OBJECTIVE: Scale everything from the start of the items down to the line containing "[97, 31, 140, 70]", both ends included: write those lines out again, requests too, with every bounding-box coordinate in the answers multiplied by 1.85 and rounded to a whole number, halves rounded up. Give only those lines.

INPUT ROWS:
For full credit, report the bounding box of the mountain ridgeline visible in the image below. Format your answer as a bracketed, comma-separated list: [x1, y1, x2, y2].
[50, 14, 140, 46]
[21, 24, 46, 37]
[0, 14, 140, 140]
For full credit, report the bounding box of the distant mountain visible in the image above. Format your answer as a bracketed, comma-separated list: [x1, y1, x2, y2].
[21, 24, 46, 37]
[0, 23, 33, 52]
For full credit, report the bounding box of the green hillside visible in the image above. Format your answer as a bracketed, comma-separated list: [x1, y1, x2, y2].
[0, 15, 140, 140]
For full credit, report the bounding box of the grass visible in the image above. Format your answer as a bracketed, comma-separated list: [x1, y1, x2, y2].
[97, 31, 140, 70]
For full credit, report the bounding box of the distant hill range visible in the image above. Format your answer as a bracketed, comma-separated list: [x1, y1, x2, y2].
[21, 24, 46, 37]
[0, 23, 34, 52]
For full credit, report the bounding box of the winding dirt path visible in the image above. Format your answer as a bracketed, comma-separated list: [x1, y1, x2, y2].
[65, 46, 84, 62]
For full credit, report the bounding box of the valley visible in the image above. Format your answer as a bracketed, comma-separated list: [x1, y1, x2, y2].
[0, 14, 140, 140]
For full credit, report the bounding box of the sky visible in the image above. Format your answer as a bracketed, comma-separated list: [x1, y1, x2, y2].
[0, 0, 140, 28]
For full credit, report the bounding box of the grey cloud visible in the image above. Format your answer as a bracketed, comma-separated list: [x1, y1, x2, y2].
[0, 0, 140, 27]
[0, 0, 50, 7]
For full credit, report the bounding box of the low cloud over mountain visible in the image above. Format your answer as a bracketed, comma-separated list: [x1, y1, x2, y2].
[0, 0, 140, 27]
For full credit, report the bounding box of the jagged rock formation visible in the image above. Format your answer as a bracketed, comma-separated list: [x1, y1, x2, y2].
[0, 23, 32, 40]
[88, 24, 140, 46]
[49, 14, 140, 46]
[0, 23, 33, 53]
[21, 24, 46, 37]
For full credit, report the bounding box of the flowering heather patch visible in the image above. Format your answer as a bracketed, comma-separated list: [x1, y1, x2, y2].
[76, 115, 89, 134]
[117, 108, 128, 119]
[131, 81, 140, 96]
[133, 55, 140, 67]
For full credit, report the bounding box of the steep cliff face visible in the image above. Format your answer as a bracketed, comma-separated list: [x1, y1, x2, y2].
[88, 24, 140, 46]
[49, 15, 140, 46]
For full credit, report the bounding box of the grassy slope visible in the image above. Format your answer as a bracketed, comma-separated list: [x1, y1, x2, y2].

ANSWER TO THIS EXERCISE:
For full credit, report the bounding box of the mountain ridgeline visible in the image below. Format your answer as a bracketed, comma-separated list: [x1, y1, x2, y2].
[93, 26, 259, 85]
[39, 44, 85, 68]
[0, 26, 259, 259]
For full credit, report the bounding box of the distant mountain visible in the image above. Format your answer as a bracketed, comma-separated list: [x1, y1, x2, y2].
[39, 44, 85, 68]
[0, 43, 61, 96]
For full credit, report the bounding box of the green hillside visible in the image above. Format your answer as a bracketed, comma-separated list: [x1, y1, x2, y2].
[0, 28, 259, 259]
For full credit, report the bounding box of the grass visible in the image above. Format your answer as a bracketed, comma-separated list: [x1, y1, x2, y2].
[179, 57, 259, 130]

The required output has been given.